Quote every entry word for word.

### Raw data
<<<<

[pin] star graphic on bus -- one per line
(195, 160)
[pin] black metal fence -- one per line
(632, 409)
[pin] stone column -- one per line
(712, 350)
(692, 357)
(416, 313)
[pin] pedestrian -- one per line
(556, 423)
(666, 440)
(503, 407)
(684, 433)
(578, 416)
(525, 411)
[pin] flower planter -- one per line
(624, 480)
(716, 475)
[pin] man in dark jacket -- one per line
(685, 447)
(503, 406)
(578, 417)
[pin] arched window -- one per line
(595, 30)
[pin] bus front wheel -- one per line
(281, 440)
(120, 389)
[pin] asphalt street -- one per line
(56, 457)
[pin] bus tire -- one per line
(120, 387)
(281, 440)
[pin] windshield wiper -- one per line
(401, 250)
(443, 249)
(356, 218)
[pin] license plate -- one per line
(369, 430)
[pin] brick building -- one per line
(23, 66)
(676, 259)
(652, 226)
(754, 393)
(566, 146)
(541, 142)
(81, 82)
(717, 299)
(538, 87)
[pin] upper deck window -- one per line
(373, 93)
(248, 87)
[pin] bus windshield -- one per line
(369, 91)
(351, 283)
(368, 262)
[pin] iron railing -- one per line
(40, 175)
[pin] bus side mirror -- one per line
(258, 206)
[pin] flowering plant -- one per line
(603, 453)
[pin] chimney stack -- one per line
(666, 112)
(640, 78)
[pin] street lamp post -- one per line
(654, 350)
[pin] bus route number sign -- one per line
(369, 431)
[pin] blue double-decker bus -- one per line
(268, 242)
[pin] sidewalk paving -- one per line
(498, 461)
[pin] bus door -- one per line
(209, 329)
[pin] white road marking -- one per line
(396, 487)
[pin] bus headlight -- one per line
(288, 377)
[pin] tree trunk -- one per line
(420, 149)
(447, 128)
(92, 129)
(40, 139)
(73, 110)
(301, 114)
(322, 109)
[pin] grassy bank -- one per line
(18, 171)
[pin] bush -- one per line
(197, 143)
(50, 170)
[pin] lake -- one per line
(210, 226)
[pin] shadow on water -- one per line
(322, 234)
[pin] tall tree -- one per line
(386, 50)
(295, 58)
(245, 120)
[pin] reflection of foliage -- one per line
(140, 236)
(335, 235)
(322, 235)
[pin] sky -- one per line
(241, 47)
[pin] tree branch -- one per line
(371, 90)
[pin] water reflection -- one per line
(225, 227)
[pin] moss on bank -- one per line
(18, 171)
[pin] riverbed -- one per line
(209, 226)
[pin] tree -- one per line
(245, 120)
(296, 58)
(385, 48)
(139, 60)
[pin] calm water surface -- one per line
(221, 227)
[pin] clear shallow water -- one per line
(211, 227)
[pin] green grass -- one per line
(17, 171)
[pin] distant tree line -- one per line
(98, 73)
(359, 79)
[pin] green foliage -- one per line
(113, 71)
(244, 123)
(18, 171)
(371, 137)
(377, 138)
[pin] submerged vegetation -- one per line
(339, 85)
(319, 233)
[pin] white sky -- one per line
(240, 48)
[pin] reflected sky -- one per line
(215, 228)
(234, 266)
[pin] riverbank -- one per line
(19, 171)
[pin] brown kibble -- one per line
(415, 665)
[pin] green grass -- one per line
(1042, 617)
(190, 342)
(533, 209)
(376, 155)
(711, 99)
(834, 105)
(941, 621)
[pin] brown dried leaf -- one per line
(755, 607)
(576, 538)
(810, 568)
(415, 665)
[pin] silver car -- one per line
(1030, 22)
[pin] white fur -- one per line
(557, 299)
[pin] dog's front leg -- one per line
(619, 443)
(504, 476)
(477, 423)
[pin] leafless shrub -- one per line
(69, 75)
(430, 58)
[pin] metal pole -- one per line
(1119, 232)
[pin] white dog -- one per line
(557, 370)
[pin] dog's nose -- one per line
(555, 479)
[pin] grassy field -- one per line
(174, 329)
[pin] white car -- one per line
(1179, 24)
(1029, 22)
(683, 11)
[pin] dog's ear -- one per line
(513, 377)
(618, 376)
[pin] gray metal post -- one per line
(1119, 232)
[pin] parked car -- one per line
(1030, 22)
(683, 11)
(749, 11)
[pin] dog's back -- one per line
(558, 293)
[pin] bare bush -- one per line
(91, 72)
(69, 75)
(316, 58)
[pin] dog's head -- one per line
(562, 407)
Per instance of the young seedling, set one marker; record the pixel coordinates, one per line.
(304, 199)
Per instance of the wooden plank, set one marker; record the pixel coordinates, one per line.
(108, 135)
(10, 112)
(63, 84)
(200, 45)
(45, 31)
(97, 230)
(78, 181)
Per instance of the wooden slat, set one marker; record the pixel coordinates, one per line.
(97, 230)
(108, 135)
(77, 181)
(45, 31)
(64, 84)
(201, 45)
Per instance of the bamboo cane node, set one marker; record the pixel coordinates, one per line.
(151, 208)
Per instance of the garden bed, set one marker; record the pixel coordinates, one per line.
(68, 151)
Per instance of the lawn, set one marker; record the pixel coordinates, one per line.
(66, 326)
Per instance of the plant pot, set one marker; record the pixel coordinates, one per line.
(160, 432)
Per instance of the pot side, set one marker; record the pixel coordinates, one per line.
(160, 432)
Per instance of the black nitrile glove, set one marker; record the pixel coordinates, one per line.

>>>>

### Exercise output
[pin] star graphic on bus -- one per line
(195, 160)
[pin] black metal fence -- one per line
(632, 409)
[pin] stone column -- one per line
(712, 350)
(692, 357)
(416, 313)
[pin] pedestrian -- one per line
(556, 423)
(666, 440)
(503, 407)
(684, 433)
(578, 416)
(525, 411)
[pin] flower planter -- one per line
(624, 480)
(716, 475)
[pin] man in dark jacket -- one per line
(685, 447)
(503, 406)
(578, 417)
[pin] arched window -- one per line
(595, 30)
[pin] bus front wheel -- one per line
(281, 440)
(120, 389)
[pin] asphalt street -- one per line
(56, 457)
[pin] bus tire -- one per line
(120, 387)
(281, 440)
[pin] windshield wiper -- one per line
(401, 250)
(443, 249)
(356, 218)
[pin] license plate -- one per line
(369, 430)
[pin] brick building -- one per line
(23, 66)
(676, 259)
(652, 226)
(754, 393)
(566, 146)
(541, 142)
(81, 82)
(717, 299)
(538, 87)
[pin] upper deck window -- one per line
(373, 93)
(248, 87)
[pin] bus windshield -- one per line
(369, 91)
(351, 283)
(368, 262)
[pin] iron railing -- one per line
(40, 175)
[pin] bus side mirror -- one per line
(258, 206)
[pin] flowering plant -- one per line
(603, 453)
[pin] chimney stack -- one per line
(666, 112)
(640, 78)
[pin] street lamp post -- one per line
(654, 350)
[pin] bus route number sign -- one per line
(369, 431)
[pin] blue double-decker bus -- one per line
(268, 242)
[pin] sidewalk paving -- one per line
(498, 461)
[pin] bus door -- one per line
(209, 329)
[pin] white road marking -- one per line
(396, 487)
[pin] bus headlight -- one per line
(288, 377)
[pin] tree trunk -- one per line
(420, 149)
(447, 128)
(92, 129)
(40, 139)
(73, 110)
(301, 114)
(322, 109)
[pin] grassy bank -- one per line
(18, 171)
[pin] bush -- one per line
(197, 143)
(50, 170)
[pin] lake -- one per line
(210, 226)
[pin] shadow on water -- one per line
(322, 234)
[pin] tall tree -- one per line
(386, 50)
(295, 58)
(245, 120)
[pin] reflection of foliage -- one per line
(140, 236)
(335, 235)
(322, 235)
[pin] sky -- one per line
(241, 47)
[pin] tree branch -- one per line
(371, 90)
[pin] water reflection -- one per line
(225, 227)
[pin] moss on bank -- one per line
(18, 171)
[pin] riverbed -- one per line
(209, 226)
[pin] tree -- one per line
(245, 120)
(296, 58)
(385, 48)
(139, 60)
[pin] calm water surface -- one per line
(221, 227)
[pin] clear shallow water -- one per line
(211, 227)
[pin] green grass -- one per line
(17, 171)
[pin] distant tree line -- one per line
(98, 73)
(359, 79)
[pin] green foliage -- one per line
(113, 71)
(244, 123)
(18, 171)
(371, 137)
(377, 138)
[pin] submerged vegetation -- one per line
(339, 85)
(319, 233)
[pin] white sky -- one per line
(240, 48)
[pin] reflected sky -- one per line
(215, 228)
(234, 266)
[pin] riverbank -- one per line
(19, 171)
[pin] brown kibble -- one per line
(415, 665)
[pin] green grass -- one per line
(1042, 617)
(190, 342)
(533, 209)
(376, 155)
(711, 99)
(834, 105)
(941, 621)
[pin] brown dried leaf -- one per line
(755, 607)
(576, 538)
(810, 568)
(415, 665)
[pin] silver car -- one per line
(1030, 22)
[pin] white fur -- one per line
(557, 299)
[pin] dog's front leg -- one per line
(619, 443)
(504, 476)
(477, 423)
[pin] leafless shrub -- one per line
(69, 75)
(430, 58)
[pin] metal pole -- one per line
(1119, 232)
[pin] white dog -- one per line
(557, 370)
[pin] dog's nose -- one per line
(555, 479)
[pin] grassy field -- one per line
(174, 329)
[pin] white car -- one per line
(1179, 24)
(1029, 22)
(683, 11)
[pin] dog's ear -- one per line
(513, 377)
(618, 376)
[pin] gray metal post -- one per line
(1119, 232)
[pin] parked car -- one per line
(1030, 22)
(683, 11)
(749, 11)
[pin] dog's back -- one per line
(558, 293)
[pin] bare bush -- one per line
(91, 72)
(69, 75)
(316, 58)
[pin] dog's head -- one per line
(562, 407)
Per instance of the young seedling, set one marker; record the pixel coordinates, one per line.
(304, 199)
Per instance of the wooden plank, set one marker; record the pixel coordinates, one per line.
(108, 135)
(10, 112)
(63, 84)
(200, 45)
(45, 31)
(97, 230)
(78, 181)
Per instance of the wooden slat, set one marker; record the pixel coordinates, one per line.
(97, 230)
(108, 135)
(77, 181)
(45, 31)
(64, 84)
(201, 45)
Per instance of the bamboo cane node, set one marker; record the pixel coordinates, one per line.
(151, 208)
Per instance of the garden bed, set one marker; record the pixel coordinates, one per line.
(68, 151)
Per instance of the lawn, set one marker; record the pixel coordinates, one per line.
(66, 326)
Per instance of the plant pot, set one marker; record the pixel coordinates, one per line.
(160, 432)
Per instance of the pot side, set one marker; record the pixel coordinates, one per line.
(160, 432)
Per instance of the black nitrile glove, set one marker; record the pixel coordinates, one per line.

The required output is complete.